:: DATASET RECORDS
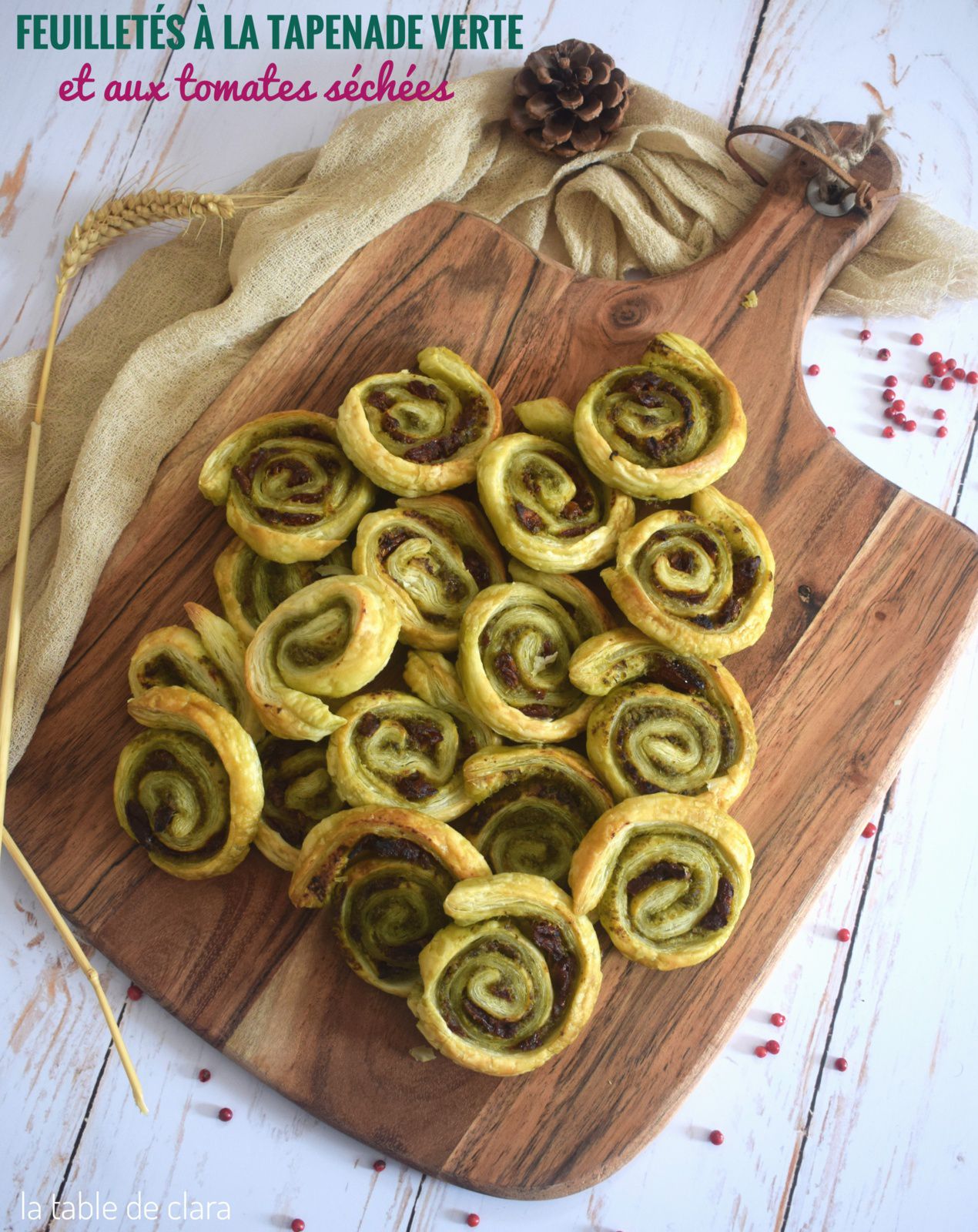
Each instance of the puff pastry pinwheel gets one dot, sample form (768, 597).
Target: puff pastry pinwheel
(290, 490)
(513, 981)
(384, 874)
(434, 556)
(663, 428)
(209, 658)
(400, 749)
(665, 722)
(700, 582)
(326, 641)
(189, 790)
(514, 653)
(544, 507)
(298, 795)
(668, 876)
(417, 433)
(252, 588)
(534, 805)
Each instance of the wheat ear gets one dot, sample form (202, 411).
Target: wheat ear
(94, 233)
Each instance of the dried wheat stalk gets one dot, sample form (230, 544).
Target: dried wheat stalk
(94, 233)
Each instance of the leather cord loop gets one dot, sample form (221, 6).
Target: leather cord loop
(866, 192)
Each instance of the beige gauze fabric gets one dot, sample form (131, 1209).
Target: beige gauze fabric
(136, 373)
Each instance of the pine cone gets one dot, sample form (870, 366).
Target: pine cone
(569, 99)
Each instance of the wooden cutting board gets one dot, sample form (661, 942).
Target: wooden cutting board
(876, 591)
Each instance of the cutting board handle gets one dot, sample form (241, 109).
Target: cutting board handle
(786, 252)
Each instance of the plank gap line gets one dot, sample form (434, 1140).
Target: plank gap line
(852, 946)
(414, 1205)
(748, 65)
(84, 1124)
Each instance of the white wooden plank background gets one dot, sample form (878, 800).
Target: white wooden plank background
(886, 1145)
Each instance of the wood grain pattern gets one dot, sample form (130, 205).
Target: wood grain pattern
(254, 976)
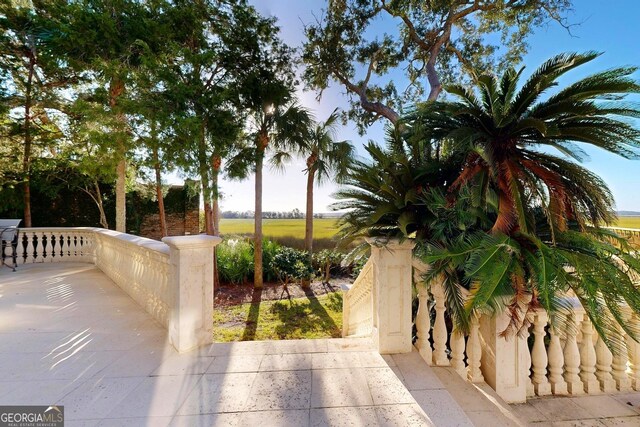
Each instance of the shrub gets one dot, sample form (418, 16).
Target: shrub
(327, 261)
(269, 250)
(291, 265)
(235, 260)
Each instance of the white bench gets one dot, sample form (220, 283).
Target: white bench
(9, 232)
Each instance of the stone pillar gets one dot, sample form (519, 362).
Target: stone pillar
(392, 282)
(504, 360)
(191, 279)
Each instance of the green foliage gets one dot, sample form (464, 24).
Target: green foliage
(515, 228)
(435, 41)
(326, 262)
(235, 260)
(291, 265)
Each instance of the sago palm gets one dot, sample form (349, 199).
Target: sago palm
(545, 238)
(505, 127)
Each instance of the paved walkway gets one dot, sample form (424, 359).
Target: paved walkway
(69, 336)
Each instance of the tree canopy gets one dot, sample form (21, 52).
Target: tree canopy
(366, 45)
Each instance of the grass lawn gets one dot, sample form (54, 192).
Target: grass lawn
(308, 317)
(323, 228)
(629, 221)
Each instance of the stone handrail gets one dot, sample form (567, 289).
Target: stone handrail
(172, 280)
(357, 319)
(576, 360)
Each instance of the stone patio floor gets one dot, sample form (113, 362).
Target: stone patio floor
(69, 336)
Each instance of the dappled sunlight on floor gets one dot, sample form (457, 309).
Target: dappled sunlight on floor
(69, 336)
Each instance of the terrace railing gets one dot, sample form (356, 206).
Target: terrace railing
(357, 319)
(571, 361)
(172, 280)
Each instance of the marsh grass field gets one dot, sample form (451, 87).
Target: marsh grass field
(289, 232)
(326, 228)
(629, 222)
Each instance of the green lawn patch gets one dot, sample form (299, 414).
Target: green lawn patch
(300, 318)
(628, 222)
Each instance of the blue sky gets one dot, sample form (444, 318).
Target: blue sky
(611, 27)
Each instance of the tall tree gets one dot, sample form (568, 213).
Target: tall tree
(277, 127)
(105, 39)
(326, 159)
(436, 41)
(544, 237)
(32, 78)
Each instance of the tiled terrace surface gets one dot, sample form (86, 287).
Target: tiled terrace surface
(69, 336)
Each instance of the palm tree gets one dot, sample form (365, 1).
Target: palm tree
(279, 127)
(326, 159)
(545, 237)
(502, 129)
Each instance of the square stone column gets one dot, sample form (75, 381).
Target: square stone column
(392, 294)
(504, 360)
(191, 281)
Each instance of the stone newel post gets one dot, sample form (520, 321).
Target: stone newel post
(505, 363)
(191, 279)
(392, 281)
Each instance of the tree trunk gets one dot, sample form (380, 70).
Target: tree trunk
(156, 166)
(116, 89)
(98, 199)
(308, 232)
(257, 238)
(216, 162)
(121, 196)
(26, 160)
(203, 161)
::::
**EXERCISE PROMPT:** Please print the lines exactly, from the top of the material through the line with "Each instance of the cutting", and omit the pictures.

**RESULT FOR THIS TASK:**
Each instance of the puff pastry pinwheel gets one dot, sample form (768, 597).
Target: puff pastry pinwheel
(290, 490)
(513, 981)
(384, 874)
(434, 556)
(663, 428)
(209, 658)
(400, 749)
(665, 722)
(700, 582)
(326, 641)
(189, 790)
(514, 653)
(544, 507)
(298, 795)
(668, 876)
(417, 433)
(252, 588)
(534, 805)
Each instance of the wheat ear gets one dot, sample form (202, 411).
Target: wheat ear
(94, 233)
Each instance of the dried wheat stalk gets one dot, sample form (230, 544).
Target: dried wheat stalk
(94, 233)
Each instance of the leather cord loop gets one dot, sample form (221, 6).
Target: leather cord loop
(866, 192)
Each instance of the beige gauze fabric gets one dot, sample form (131, 1209).
Target: beige gauze fabric
(136, 373)
Each instance of the pine cone gets one dot, sample form (870, 366).
Target: pine cone
(569, 99)
Each instance of the wooden cutting board gets one dot, sample form (661, 942).
Target: wooden cutting board
(876, 591)
Each instance of the cutting board handle gets one dot, sample form (241, 109).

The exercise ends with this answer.